Required task>
Count how many lines in the items below contain the string "yellow", with case counting. Reply with the number alone.

--

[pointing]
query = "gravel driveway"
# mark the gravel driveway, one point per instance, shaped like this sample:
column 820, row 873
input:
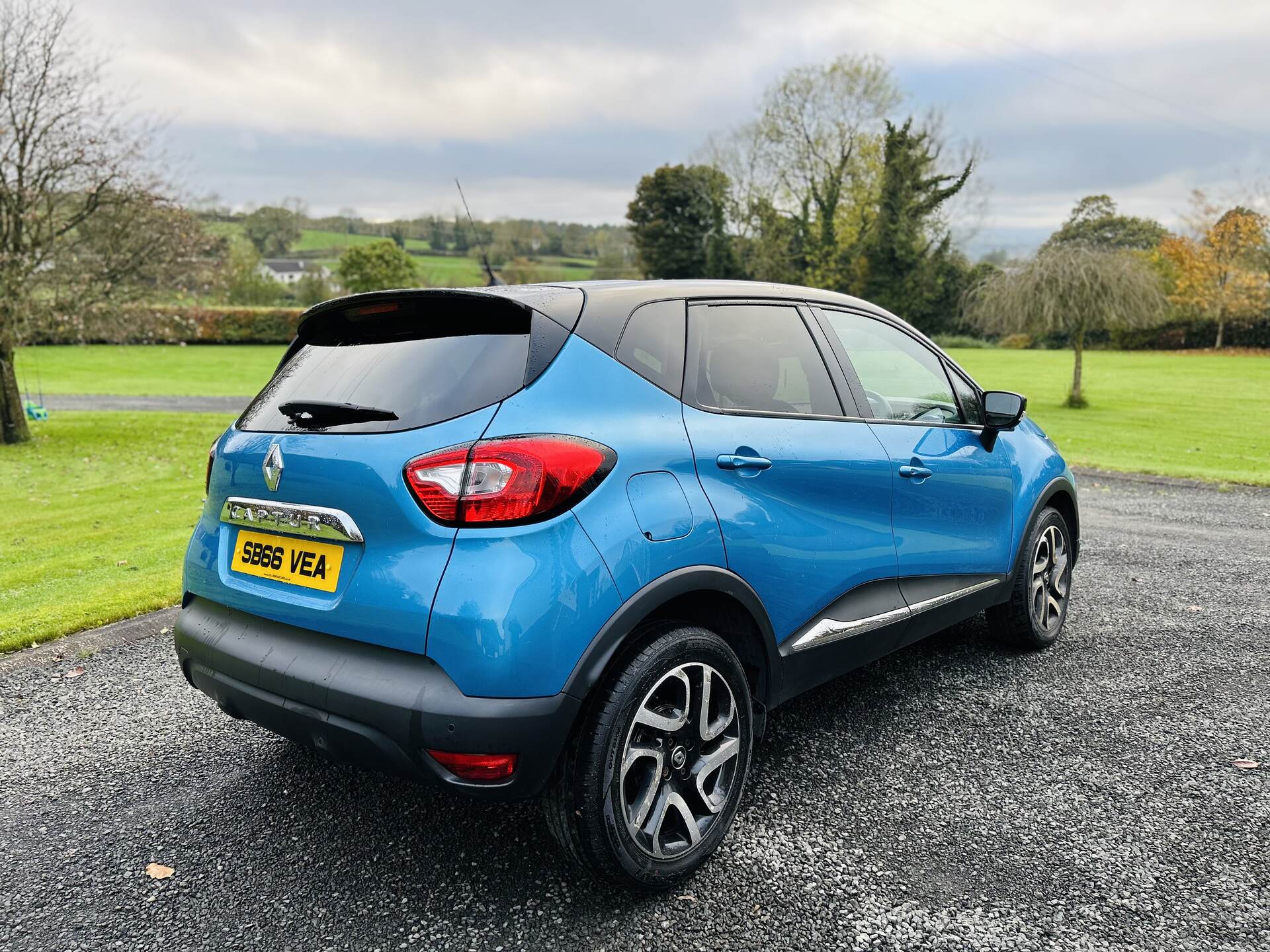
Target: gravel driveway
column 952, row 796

--

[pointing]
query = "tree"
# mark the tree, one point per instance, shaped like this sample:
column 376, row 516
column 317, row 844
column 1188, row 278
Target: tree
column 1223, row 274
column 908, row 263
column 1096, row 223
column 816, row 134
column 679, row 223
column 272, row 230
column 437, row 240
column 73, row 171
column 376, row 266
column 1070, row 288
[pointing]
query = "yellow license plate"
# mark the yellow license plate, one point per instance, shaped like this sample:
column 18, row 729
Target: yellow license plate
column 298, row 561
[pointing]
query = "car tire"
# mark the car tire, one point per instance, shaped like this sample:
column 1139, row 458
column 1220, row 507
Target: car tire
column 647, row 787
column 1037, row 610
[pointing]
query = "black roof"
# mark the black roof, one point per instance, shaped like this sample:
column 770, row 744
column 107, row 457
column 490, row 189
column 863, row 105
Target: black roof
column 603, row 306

--

Result below>
3